***** Provided text *****
There are lots of types of tables where this grid is used in different ways. For now,
let us concentrate on the most common way that they are used. The columns here have
headers which represent common properties of the entities which are shown in rows.
So in
our example we have three employees, two Annas and a Charlie, and we record values
for
their IDs, Name, Date of Birth and Office location. When we are comparing two tables
we
expect to be comparing Names with Names, Dates of Birth with Dates Of Birth etc. When
comparing the rows we need to make sure we are matching an Anna born on 03/03/1989
and
not matching an Anna who started work on that date. In simple terms we expect to align
the columns first and then worry about the rows secondarily.
What changes between table versions? Obviously, values can change, but so can the
dimensions of the table. Columns can be added, deleted, and moved and so can
rows.
*****
Tasks to perform:
1. Answer these from the passage on comparing tables:
(a) How many employees are in the example, and who are they?
(b) What values are recorded for each employee?
(c) What can happen to columns and rows between table versions?
2. Write out the passage on comparing tables from "There are lots" up to and including "shown in rows.".
3. Extend the passage on comparing tables, starting after its final sentence.
The data that comes next plays no part in this work.
***** Provided data *****
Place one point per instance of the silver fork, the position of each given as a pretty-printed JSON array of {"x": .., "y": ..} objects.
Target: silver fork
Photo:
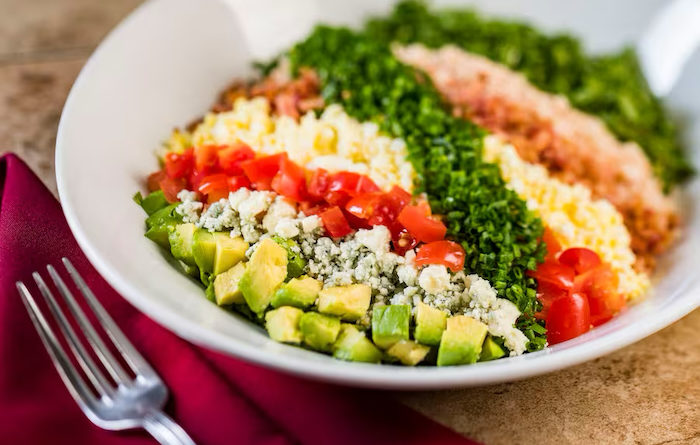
*****
Set of answers:
1.
(a) Three: two Annas and a Charlie.
(b) Their IDs, Name, Date of Birth and Office location.
(c) They can be added, deleted, and moved.

2.
There are lots of types of tables where this grid is used in different ways. For now,
let us concentrate on the most common way that they are used. The columns here have
headers which represent common properties of the entities which are shown in rows.

3.
Note
We are going to be showing a lot of altered tables. We use the following conventions
to show
table changes in this paper. For Content changes to a single cell or span we show
the deleted text in red strike through font. For inserted text we show it in a green
underlined italic font. To make things clearer where edits extend to a whole row or
column we just change the background to light red for deletions and to light green
for insertions.
So we know columns are important, but we cannot expect to compare them simply by their
position on the grid because that changes. We might think that if columns have headers
their position is not so important and that is certainly true in some cases. In the
following example we would rather, I think, see the simple change to Anna’s email
address rather than the fact that the column has moved.
But in this example order is important.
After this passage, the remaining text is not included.